== Required action ==
Could you print all the entries exactly?

== Data supplied ==
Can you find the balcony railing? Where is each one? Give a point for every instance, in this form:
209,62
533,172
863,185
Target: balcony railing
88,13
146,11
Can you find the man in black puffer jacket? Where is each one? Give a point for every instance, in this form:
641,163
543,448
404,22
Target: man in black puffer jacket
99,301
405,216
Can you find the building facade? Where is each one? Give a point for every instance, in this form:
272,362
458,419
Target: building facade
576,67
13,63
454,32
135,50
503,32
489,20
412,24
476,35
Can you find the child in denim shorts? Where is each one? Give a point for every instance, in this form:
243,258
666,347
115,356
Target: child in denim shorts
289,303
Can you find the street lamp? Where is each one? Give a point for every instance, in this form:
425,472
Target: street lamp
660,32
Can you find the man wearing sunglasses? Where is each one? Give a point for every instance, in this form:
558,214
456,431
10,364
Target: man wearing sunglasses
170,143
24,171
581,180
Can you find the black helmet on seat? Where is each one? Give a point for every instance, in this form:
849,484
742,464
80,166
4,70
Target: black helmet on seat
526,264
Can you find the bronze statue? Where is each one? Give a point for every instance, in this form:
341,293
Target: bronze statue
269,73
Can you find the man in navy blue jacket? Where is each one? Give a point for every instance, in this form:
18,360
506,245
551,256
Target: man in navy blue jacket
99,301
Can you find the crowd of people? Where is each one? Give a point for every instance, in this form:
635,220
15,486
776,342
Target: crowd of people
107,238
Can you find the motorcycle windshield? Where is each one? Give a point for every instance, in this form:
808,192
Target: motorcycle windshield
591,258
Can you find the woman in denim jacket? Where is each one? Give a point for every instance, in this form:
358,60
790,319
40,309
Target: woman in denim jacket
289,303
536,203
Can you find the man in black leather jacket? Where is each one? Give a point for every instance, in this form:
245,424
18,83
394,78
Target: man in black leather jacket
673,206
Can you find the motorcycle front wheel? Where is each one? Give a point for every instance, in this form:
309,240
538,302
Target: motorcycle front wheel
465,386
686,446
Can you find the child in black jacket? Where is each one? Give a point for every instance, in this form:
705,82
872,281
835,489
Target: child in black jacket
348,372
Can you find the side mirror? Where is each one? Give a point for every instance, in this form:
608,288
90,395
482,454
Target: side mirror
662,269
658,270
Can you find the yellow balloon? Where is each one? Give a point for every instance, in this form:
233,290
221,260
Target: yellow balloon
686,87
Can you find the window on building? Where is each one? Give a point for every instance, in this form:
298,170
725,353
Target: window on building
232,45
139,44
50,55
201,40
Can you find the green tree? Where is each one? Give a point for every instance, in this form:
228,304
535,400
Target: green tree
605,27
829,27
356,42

== Response to the task ==
Can you find the balcony railing? Where is each one? Give a point for every instance, in this form:
209,62
533,172
863,185
Target: balcony railing
88,13
146,11
Can you find the man in black puffer jacket? Where is each one? Give a point for every instance, in this form:
641,163
543,448
404,22
Target: man in black puffer jacket
99,301
405,216
Can you find the building facade? Where is each one? Give a point for every instance, in this form:
272,362
458,419
Target: building facade
576,67
13,63
454,32
135,50
503,32
489,20
412,24
476,35
Can you find the child in denim shorts? Where is each one? Give a point for every instance, in this form:
243,258
666,347
115,356
Target: child in denim shorts
289,303
Can you find the street lamp? Where is each one? Give a point for every instance, in this form:
425,472
Target: street lamp
660,32
Can you find the man wearing sunglasses? Where is each one? Give a point for every instance, in this form:
558,214
456,431
10,364
Target: man wearing sunglasses
170,143
24,171
581,180
Can you find the black helmet on seat? Where is each one? Give a point for every instance, in this form:
849,484
742,464
80,166
4,70
Target: black helmet on seat
526,264
Can you find the bronze statue? Where is each one? Give a point for every instance, in this form:
341,293
Target: bronze statue
269,73
Can you find the man in navy blue jacket? Where is each one? Give a point for every instance, in this form:
18,360
506,245
551,256
Target: man in navy blue jacket
99,301
Can you find the crowd of people? Where is each one? Give a point for every instance, in this form:
635,220
15,486
776,342
Target: crowd of people
107,238
Can you find the motorcycle windshield? Where is each one? Give a point for every instance, in this form:
808,192
Target: motorcycle windshield
591,258
Can you find the woman in denim jacket? Where is each one? Give a point for every instance, in this form:
358,60
790,319
40,309
Target: woman in denim jacket
289,303
536,203
Can you find the man in black leather jacket? Where is each one? Give a point for every instance, in this form:
245,424
18,83
394,78
Target: man in black leather jacket
673,206
Can you find the motorcycle front wheel? Where is each one? Give a point for every instance, in this form:
309,240
538,302
Target: motorcycle front wheel
465,386
686,446
Can you find the child in black jacket? Where is each one? Give a point for every instance, in this form:
705,82
872,281
835,489
Target: child in black jacket
348,372
Can you find the side mirror? Where is each one? Give a point for every instance, in this form:
608,288
90,395
482,454
Target: side mirror
662,269
658,270
Can you find the yellow balloon? Where is each one? Give a point for every instance, in this form:
233,290
221,260
Target: yellow balloon
686,87
Can you find the window on building? Where is each one? Give a point for every instance, in this form:
298,170
725,353
Target: window on building
232,45
139,44
50,55
201,40
Can you find the green tree? Where is each one? Give a point for every instance, in this form:
228,304
535,400
Target: green tree
605,27
829,27
356,42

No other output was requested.